* EXERCISE DIRECTIONS *
Print the entries below verbatim, keeping every line unchanged.

* GIVEN RECORDS *
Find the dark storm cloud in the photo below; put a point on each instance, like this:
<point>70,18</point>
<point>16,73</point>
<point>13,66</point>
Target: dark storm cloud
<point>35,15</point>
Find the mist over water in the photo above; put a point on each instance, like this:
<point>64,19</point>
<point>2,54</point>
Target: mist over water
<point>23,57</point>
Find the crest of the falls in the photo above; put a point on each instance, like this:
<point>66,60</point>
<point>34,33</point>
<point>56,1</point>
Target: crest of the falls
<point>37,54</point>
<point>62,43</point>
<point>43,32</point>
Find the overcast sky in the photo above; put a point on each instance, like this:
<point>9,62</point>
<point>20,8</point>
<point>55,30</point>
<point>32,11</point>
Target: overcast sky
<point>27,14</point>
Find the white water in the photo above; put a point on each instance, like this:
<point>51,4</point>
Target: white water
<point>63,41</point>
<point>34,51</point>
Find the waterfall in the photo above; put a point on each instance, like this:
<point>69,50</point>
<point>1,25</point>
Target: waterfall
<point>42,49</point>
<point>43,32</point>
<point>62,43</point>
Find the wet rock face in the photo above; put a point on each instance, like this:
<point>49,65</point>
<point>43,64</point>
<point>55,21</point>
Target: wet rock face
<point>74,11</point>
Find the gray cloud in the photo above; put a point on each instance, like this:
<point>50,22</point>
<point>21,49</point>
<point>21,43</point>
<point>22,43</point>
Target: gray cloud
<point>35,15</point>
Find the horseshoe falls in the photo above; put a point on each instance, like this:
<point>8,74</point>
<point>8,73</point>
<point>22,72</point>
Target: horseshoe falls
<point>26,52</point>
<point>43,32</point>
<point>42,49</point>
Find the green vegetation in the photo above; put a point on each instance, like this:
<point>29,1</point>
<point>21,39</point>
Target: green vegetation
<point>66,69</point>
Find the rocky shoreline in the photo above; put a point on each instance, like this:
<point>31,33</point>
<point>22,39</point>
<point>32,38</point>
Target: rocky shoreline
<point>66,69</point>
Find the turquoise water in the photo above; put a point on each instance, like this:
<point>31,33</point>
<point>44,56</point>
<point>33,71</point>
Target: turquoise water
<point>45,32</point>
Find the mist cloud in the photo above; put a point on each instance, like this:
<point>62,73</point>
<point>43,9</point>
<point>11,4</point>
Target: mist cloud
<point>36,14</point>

* EXERCISE SOLUTION *
Find the dark storm cloud in the photo below; put a point on each instance, like this:
<point>70,18</point>
<point>16,73</point>
<point>13,66</point>
Target: dark storm cloud
<point>35,15</point>
Find the mist over water in the photo above; put a point on each instance, like this:
<point>64,19</point>
<point>2,54</point>
Target: mist over water
<point>23,57</point>
Find the crest of the falls in the photo above; put a point on each instance, like this:
<point>66,60</point>
<point>34,33</point>
<point>56,1</point>
Target: crest of the falls
<point>37,54</point>
<point>62,43</point>
<point>43,32</point>
Find the overcast sky in the photo above; put a point on each instance, like this:
<point>9,62</point>
<point>20,8</point>
<point>55,30</point>
<point>32,11</point>
Target: overcast sky
<point>27,14</point>
Find the white water in the photo above; put a point on each instance, like this:
<point>51,4</point>
Target: white water
<point>63,41</point>
<point>34,51</point>
Find the waterfall in the photo above; put a point on each instance, like this:
<point>69,50</point>
<point>1,25</point>
Target: waterfall
<point>42,49</point>
<point>43,32</point>
<point>62,43</point>
Find the wet rock face in the photo above; put a point on each instance, like this:
<point>49,65</point>
<point>43,64</point>
<point>55,21</point>
Target: wet rock face
<point>74,11</point>
Find the gray cloud in the photo above; put a point on each instance, like this:
<point>50,22</point>
<point>21,49</point>
<point>21,43</point>
<point>22,43</point>
Target: gray cloud
<point>35,15</point>
Find the horseshoe falls in the photo above; put a point on each instance, like this:
<point>8,74</point>
<point>8,73</point>
<point>22,72</point>
Target: horseshoe falls
<point>26,52</point>
<point>43,32</point>
<point>42,49</point>
Find the green vegetation in the photo above; put a point on each instance, like this:
<point>29,1</point>
<point>21,39</point>
Target: green vegetation
<point>66,69</point>
Find the rocky shoreline in the photo above; put a point on each instance, like this:
<point>31,33</point>
<point>22,39</point>
<point>32,38</point>
Target: rocky shoreline
<point>66,69</point>
Find the turquoise water in the photo above; put a point on each instance, like this:
<point>31,33</point>
<point>44,56</point>
<point>33,71</point>
Target: turquoise water
<point>45,32</point>
Find the mist cloud in the photo above; put a point on each instance, like this:
<point>62,73</point>
<point>43,9</point>
<point>11,4</point>
Target: mist cloud
<point>36,14</point>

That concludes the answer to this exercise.